Commentary

It’s often the little things that really matter

November 25, 2015   ·   0 Comments

Mark Pavilons

“That best portion of a good man’s life are his little, nameless, unremembered acts of kindness and love.”
William Wordsworth
Ain’t it the truth?
We have it hammered into our heads to make remarkable inroads and to always have an eye on the “big pmark's drawingicture.”
That may be well and good, but how many of us are impressed at the big things accomplished in our relatively small circles? Nothing will ever come close to the Big Bang, wheel or manned flight, so we should try to make small advances each and every day.
I had the opportunity to interview a research scientist recently, one who specializes in molecular biology. Very tiny, very specific research into the fundamentals – those minute, yet essential building blocks of life. The ultimate goal is to see and alter molecular interactions to prevent or mitigate major diseases like Alzheimer’s, Parkinson’s and even cancer.
I was fascinated during our 90-minute talk, but I’ll be the first to admit that 90 minutes does not a scientist make. While I learned some valuable insights, I am by no means an up-and-coming biochemist.
What I did learn was that small steps and successes do lead to others in this never-ending search for the “cure.” Those small accomplishments, and unacknowledged milestones, are vitally important and will impact us all.
Kudos to Derek Wilson and his team at York for their dedication in this consuming type of work.
When the cures are eventually discovered and presented to the world, will people like Wilson and his crew be remembered or singled out? Maybe not. But their work is significant nonetheless.
I think that in this day and age, there is no single genius, no one discovery that results from individual effort. It’s a team effort, from a very large team of specialized scientists around the world, working for the common good of humankind.
Yes, it will likely be the multinational powerhouse that waltzes in and takes credit – some massive pharmaceutical company or global manufacturing giant.
In medical research, it comes down to people. People create technology and people look through the microscopes. People make the discoveries. People rationalize, deduce, extrapolate and yes, guess.
I think many of us try to make a difference every day at our jobs and in front of our computers. This deep desire is part of our human makeup. It’s a desire to contribute, to do good and to make the world, or at least a small part of it, a better place.
Granted, my work is a lot less complicated than addressing the metamorphosis in protein molecules. But I am in the people business and in some ways that is much more tricky than mathematics or engineering. We are talking about people, after all.
On the home front, molecules or council decisions may not matter much to our children or spouses. My young ones are more interested in day trips, dinners out at nice restaurants, movies and family time. They’re interested in me being there and cracking some jokes, instead of my little daily accomplishments. Of course, they do sometimes read my columns and articles and I think they all appreciate what I do.

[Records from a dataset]

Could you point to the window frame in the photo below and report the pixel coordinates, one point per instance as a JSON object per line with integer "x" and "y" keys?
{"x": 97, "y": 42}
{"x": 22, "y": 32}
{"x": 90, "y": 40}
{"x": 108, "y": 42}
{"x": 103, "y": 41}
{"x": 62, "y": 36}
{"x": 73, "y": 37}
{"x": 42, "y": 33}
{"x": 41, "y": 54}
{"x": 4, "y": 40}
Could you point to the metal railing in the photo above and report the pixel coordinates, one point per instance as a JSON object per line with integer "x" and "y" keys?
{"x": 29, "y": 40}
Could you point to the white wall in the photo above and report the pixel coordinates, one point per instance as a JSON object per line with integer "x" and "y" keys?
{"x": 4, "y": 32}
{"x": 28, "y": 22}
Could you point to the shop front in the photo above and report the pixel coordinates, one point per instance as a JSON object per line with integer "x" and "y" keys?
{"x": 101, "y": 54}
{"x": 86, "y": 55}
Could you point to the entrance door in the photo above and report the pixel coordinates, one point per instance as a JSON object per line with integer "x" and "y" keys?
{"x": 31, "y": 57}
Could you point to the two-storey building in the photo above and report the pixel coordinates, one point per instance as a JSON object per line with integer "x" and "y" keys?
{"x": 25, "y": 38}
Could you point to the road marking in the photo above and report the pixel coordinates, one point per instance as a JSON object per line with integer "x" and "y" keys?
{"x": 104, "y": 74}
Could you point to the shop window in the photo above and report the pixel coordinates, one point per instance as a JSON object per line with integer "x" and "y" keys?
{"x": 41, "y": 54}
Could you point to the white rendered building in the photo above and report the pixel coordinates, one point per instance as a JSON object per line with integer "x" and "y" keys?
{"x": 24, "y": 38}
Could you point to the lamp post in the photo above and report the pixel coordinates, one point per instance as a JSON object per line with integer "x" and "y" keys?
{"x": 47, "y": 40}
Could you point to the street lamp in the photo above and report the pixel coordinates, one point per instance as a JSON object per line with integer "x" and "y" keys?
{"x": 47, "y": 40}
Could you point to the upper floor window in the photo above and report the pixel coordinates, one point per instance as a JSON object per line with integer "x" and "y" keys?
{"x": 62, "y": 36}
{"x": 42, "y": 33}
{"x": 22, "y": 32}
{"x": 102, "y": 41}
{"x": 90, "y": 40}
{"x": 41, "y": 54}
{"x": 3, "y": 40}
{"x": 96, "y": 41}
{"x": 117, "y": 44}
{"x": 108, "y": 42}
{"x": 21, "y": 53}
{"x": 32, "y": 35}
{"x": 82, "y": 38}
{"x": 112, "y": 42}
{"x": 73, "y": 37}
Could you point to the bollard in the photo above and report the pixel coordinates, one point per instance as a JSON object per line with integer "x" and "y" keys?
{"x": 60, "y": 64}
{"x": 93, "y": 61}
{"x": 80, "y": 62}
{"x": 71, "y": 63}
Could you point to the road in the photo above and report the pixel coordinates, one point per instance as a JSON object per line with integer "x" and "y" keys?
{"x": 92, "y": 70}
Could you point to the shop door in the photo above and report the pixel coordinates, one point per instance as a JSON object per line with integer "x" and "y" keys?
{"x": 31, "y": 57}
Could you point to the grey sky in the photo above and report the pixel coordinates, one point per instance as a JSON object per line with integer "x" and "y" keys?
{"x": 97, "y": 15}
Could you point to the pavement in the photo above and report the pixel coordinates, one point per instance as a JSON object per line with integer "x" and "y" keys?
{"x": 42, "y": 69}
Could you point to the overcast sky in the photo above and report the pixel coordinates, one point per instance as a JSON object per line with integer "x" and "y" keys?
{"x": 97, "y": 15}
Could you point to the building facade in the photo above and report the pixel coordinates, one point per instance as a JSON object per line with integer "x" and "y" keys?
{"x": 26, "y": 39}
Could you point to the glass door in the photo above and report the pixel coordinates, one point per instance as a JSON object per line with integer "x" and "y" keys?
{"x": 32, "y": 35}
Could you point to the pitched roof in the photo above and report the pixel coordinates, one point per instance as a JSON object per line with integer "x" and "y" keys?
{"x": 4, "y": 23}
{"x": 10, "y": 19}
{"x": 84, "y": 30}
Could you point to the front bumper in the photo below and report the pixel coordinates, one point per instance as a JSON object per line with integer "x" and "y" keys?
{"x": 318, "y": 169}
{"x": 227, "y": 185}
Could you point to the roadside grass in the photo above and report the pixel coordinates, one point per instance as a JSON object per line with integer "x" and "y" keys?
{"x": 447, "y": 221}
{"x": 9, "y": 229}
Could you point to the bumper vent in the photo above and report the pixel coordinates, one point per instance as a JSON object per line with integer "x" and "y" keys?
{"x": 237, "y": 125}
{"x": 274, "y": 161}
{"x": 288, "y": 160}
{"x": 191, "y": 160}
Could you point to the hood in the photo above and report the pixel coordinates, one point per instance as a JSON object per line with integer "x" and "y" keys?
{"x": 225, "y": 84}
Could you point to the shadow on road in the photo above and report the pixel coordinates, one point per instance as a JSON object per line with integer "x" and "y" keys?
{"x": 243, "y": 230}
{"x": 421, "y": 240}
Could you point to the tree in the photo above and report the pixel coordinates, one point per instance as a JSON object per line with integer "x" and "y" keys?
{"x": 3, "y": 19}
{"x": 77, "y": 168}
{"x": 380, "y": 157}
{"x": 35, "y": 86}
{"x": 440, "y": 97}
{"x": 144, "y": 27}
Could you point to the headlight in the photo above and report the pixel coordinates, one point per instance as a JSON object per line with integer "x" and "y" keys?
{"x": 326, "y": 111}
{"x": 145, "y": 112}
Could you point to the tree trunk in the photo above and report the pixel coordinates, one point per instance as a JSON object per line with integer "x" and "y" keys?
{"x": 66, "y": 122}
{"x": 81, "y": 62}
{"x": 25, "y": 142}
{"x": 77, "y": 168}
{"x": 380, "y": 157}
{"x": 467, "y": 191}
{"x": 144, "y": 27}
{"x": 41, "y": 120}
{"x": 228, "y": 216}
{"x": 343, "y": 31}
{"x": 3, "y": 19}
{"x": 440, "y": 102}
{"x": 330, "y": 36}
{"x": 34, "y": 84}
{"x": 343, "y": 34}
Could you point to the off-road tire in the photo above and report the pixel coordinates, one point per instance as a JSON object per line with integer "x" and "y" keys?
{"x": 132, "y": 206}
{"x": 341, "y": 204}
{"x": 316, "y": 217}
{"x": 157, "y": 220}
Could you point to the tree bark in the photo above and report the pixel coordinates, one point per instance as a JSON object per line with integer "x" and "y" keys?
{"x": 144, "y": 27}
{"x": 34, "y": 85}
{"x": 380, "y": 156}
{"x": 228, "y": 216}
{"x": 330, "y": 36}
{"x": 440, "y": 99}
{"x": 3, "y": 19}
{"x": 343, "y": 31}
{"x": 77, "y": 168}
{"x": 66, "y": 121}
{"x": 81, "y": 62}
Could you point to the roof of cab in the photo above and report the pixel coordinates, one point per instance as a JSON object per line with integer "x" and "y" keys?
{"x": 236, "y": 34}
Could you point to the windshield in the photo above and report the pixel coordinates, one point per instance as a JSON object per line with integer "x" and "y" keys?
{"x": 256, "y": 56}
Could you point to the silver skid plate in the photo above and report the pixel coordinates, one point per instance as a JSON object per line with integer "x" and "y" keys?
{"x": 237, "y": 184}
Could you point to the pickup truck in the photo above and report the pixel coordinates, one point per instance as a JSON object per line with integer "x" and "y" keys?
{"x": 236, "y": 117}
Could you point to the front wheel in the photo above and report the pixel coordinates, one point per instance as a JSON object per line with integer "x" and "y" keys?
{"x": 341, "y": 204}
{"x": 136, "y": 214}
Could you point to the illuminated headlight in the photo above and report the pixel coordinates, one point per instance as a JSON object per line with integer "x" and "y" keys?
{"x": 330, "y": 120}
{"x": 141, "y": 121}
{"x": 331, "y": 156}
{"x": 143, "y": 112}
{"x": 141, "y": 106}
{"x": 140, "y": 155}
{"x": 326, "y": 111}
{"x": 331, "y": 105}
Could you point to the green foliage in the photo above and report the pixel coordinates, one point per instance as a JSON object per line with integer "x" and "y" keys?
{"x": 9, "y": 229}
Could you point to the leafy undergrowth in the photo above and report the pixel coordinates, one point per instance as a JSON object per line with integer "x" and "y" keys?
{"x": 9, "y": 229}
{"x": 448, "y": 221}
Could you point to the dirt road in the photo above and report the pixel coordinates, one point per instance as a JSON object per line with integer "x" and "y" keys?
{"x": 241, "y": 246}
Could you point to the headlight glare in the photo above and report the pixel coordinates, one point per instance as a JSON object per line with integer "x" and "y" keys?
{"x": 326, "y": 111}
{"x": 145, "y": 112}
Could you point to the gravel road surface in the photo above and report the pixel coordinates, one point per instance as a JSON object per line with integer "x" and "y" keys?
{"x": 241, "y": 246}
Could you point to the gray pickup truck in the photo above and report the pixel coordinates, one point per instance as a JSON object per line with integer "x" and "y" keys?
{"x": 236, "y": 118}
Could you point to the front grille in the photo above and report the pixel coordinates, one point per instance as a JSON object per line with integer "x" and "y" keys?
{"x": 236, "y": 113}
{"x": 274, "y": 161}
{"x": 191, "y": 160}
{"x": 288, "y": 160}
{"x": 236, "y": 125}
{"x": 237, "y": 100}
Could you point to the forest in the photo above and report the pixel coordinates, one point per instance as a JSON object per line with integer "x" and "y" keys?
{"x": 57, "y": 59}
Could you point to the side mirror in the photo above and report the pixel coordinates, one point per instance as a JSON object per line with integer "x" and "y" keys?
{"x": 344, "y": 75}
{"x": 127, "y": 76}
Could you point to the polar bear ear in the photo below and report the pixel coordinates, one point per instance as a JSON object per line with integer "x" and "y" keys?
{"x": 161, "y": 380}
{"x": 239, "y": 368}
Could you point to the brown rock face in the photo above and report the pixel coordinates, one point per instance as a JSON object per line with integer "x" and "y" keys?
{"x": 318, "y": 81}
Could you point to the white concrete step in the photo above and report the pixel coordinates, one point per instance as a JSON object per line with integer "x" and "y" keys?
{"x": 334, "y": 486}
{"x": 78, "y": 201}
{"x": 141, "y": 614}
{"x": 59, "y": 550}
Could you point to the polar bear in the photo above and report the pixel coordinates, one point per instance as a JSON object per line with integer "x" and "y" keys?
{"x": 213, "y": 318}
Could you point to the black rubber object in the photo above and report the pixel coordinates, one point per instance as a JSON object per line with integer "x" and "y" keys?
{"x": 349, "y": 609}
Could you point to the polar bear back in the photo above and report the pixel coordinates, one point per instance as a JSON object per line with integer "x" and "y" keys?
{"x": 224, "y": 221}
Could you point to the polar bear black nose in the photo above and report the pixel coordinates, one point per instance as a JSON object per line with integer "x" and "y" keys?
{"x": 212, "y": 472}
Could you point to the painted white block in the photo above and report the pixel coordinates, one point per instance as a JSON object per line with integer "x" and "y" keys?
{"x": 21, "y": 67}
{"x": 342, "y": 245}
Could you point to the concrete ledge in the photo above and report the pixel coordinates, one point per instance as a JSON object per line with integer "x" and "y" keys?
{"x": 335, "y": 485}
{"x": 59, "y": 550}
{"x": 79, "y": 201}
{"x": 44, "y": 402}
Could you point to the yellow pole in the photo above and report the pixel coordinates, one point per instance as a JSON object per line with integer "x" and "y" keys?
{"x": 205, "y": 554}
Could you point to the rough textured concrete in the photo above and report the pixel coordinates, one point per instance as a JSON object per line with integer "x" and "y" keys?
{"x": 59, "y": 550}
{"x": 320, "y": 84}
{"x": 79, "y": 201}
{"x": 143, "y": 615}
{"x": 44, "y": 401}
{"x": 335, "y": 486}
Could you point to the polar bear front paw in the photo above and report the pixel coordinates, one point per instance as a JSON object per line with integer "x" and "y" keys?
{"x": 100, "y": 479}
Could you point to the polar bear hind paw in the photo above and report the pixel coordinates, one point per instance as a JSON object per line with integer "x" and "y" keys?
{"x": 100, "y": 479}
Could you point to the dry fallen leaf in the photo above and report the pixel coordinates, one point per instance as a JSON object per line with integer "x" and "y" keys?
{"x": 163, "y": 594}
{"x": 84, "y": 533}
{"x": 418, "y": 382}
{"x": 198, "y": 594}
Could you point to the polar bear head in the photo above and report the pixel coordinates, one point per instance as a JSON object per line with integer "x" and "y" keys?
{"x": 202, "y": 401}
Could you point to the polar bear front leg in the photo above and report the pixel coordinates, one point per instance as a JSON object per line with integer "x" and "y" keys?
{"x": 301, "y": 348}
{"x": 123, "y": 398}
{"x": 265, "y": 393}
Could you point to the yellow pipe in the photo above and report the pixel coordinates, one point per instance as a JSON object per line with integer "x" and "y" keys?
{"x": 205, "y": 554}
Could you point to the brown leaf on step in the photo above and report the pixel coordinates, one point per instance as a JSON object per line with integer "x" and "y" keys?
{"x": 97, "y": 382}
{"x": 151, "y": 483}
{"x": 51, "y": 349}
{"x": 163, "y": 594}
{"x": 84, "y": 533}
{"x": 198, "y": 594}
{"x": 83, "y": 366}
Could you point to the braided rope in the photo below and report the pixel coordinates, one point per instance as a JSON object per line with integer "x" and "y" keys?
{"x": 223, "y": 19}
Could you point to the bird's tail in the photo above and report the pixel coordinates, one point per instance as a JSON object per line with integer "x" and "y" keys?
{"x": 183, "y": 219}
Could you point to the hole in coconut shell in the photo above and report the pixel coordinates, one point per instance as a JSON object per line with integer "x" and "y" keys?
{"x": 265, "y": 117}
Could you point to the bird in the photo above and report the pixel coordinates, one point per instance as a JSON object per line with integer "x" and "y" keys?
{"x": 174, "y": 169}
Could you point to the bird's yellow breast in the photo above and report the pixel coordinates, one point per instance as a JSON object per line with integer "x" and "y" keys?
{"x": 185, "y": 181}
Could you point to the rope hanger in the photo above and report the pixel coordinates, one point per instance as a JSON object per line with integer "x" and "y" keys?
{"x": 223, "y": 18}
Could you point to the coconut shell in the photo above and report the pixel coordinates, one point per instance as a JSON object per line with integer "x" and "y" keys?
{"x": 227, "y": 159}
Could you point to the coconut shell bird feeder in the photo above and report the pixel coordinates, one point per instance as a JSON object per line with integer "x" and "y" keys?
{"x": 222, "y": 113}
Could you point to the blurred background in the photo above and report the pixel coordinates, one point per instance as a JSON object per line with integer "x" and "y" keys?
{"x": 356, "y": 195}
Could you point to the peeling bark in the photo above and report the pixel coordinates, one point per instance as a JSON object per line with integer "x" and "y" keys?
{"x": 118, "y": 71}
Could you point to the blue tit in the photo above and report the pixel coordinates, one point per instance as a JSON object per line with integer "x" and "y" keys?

• Assignment
Update the stretch of the column on little things from "November 25, 2015" through "and every day." so that "manned flight" reads "the light bulb" instead. Rely only on the column above, not on the rows.

• Written solution
November 25, 2015   ·   0 Comments

Mark Pavilons

“That best portion of a good man’s life are his little, nameless, unremembered acts of kindness and love.”
William Wordsworth
Ain’t it the truth?
We have it hammered into our heads to make remarkable inroads and to always have an eye on the “big pmark's drawingicture.”
That may be well and good, but how many of us are impressed at the big things accomplished in our relatively small circles? Nothing will ever come close to the Big Bang, wheel or the light bulb, so we should try to make small advances each and every day.